» Exercise inputs
......
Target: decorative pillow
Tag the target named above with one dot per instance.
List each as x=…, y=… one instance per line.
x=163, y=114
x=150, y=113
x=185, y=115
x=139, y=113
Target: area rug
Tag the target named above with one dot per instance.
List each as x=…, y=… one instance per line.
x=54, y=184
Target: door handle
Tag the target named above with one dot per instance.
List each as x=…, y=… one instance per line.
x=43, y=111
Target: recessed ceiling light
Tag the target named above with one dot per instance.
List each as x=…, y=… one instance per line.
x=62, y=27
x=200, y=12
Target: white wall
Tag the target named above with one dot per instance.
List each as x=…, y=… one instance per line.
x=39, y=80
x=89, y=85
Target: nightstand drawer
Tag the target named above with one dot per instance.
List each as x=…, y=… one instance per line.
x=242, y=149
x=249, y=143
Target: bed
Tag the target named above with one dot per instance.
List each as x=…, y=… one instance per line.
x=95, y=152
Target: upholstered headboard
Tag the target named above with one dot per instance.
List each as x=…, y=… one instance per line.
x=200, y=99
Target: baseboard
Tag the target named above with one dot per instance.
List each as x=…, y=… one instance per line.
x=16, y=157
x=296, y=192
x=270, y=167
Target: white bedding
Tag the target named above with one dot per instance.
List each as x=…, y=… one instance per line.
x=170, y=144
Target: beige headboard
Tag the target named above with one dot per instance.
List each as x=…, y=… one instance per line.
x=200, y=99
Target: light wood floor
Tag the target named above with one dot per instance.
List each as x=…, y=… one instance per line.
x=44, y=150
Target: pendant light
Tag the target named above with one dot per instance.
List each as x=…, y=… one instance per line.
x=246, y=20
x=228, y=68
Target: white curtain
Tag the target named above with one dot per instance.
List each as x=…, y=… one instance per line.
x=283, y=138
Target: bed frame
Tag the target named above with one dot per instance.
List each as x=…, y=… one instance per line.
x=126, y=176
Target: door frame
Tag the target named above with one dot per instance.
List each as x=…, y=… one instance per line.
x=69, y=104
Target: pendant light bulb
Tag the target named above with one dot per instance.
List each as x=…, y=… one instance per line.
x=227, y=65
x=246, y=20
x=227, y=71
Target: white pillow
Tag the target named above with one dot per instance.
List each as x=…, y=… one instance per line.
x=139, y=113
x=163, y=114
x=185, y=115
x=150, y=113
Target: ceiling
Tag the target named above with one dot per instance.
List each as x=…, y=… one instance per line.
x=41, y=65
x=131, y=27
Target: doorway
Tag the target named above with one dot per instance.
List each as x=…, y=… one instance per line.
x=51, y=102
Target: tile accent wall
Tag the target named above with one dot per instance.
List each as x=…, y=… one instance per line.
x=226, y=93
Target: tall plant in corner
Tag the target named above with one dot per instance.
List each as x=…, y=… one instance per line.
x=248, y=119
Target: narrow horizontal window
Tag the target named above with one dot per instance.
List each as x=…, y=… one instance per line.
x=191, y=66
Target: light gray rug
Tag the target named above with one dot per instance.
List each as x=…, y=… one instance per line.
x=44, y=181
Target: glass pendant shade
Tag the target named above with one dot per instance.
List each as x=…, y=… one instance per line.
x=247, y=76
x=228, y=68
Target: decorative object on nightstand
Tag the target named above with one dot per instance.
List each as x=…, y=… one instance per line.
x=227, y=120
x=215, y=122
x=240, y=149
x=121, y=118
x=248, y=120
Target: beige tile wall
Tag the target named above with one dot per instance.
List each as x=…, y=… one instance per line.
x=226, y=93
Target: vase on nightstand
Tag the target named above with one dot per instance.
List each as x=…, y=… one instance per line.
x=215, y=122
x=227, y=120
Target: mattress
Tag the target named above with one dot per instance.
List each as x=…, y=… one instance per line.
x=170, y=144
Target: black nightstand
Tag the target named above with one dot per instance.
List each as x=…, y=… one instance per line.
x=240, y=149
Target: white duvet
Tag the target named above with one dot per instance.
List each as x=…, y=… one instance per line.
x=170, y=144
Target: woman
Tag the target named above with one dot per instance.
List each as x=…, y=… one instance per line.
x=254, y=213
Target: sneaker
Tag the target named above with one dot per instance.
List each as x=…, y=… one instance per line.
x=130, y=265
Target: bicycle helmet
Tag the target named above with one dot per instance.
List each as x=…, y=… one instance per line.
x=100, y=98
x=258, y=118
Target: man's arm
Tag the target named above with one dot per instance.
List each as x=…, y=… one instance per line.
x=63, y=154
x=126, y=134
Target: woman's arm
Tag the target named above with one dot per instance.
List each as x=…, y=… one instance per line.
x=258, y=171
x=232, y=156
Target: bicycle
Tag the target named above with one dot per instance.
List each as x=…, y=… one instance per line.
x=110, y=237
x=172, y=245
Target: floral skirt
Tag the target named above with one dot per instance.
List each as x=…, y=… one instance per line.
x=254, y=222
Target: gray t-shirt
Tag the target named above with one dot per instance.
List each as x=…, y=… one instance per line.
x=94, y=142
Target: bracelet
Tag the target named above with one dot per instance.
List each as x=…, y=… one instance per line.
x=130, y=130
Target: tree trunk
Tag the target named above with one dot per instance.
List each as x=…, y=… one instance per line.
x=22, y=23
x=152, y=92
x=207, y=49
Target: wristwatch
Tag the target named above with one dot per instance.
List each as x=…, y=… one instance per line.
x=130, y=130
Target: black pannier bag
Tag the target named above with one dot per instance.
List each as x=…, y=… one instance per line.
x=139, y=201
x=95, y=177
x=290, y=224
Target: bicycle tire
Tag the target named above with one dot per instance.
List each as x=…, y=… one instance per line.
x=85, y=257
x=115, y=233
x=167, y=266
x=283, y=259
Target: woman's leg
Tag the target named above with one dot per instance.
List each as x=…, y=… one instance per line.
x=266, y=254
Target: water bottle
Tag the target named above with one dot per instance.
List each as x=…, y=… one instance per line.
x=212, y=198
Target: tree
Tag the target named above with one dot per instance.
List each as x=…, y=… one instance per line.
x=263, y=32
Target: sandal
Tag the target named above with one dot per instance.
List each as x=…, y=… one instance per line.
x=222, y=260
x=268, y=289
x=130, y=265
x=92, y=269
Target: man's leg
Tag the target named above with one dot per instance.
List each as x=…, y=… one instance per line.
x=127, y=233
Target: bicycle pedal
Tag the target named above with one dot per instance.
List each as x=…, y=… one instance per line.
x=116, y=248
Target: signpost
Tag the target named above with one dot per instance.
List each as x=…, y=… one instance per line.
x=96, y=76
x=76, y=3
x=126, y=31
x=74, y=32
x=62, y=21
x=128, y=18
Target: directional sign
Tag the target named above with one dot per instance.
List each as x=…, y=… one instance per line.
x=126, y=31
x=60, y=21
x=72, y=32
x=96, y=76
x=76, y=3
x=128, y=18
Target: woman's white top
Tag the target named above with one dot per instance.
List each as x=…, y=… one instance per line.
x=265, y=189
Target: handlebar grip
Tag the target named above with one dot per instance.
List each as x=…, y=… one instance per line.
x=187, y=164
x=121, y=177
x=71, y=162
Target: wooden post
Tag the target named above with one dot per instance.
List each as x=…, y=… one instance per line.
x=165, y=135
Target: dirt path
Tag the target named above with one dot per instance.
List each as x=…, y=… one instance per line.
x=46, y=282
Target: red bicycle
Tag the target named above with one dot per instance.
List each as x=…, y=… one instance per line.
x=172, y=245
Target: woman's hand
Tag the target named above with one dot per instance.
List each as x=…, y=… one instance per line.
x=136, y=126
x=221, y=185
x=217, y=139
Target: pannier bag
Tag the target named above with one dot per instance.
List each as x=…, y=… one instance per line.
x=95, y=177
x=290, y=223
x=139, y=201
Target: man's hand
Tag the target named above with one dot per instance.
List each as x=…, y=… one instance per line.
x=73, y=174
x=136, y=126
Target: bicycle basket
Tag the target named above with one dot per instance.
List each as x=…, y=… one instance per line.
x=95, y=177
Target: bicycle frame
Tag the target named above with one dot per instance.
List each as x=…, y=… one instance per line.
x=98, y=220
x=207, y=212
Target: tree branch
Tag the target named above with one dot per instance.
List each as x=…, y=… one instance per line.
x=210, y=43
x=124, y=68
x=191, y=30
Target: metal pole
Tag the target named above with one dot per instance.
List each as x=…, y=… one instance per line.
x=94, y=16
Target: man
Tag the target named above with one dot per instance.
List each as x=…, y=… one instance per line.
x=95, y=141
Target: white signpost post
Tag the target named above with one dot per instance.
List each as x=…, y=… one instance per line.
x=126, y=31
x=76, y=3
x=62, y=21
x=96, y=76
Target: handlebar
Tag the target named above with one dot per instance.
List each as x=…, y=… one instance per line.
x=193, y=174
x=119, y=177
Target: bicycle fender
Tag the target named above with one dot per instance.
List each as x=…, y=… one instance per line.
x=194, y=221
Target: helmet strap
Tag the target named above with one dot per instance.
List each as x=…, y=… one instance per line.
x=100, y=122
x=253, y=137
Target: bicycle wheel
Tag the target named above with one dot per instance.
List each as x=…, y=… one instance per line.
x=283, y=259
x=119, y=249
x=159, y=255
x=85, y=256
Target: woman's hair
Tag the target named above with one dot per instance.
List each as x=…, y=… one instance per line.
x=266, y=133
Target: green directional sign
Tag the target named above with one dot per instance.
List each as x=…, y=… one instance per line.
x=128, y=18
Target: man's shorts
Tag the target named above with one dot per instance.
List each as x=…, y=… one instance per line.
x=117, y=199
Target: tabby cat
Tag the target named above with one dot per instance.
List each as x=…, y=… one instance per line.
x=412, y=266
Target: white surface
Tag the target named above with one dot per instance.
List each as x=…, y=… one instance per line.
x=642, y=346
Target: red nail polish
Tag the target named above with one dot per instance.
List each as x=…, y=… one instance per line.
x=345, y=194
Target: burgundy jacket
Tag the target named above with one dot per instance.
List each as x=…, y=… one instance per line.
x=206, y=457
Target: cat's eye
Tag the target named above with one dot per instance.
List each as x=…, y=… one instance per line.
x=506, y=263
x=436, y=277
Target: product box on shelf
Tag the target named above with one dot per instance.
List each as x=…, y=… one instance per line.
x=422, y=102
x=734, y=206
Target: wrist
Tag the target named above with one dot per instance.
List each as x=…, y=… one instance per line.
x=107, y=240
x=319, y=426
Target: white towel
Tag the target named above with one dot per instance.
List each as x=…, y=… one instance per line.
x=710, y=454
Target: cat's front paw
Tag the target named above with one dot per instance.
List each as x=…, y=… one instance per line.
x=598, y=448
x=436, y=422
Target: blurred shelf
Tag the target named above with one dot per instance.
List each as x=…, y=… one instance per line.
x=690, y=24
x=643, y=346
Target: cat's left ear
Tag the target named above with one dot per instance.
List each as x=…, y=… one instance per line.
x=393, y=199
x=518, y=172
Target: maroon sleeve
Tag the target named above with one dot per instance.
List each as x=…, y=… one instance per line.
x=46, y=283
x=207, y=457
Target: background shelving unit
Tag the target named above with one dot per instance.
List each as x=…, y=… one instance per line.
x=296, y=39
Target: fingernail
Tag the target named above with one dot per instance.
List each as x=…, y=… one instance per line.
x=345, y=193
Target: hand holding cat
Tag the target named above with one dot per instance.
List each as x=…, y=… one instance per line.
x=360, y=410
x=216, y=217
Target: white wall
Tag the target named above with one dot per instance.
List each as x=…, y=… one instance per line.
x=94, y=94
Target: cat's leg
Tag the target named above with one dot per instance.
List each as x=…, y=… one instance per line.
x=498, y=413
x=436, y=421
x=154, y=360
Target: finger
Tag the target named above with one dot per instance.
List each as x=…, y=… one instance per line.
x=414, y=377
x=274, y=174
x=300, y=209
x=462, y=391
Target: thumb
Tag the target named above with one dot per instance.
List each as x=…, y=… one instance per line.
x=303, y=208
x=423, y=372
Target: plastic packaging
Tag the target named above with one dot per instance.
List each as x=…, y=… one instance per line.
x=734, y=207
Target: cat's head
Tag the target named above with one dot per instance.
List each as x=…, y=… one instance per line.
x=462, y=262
......
» Work to be completed
Where a line in the records above contains the string "decorative", return that line.

» Expected answer
Target: decorative pillow
Target: decorative object on nightstand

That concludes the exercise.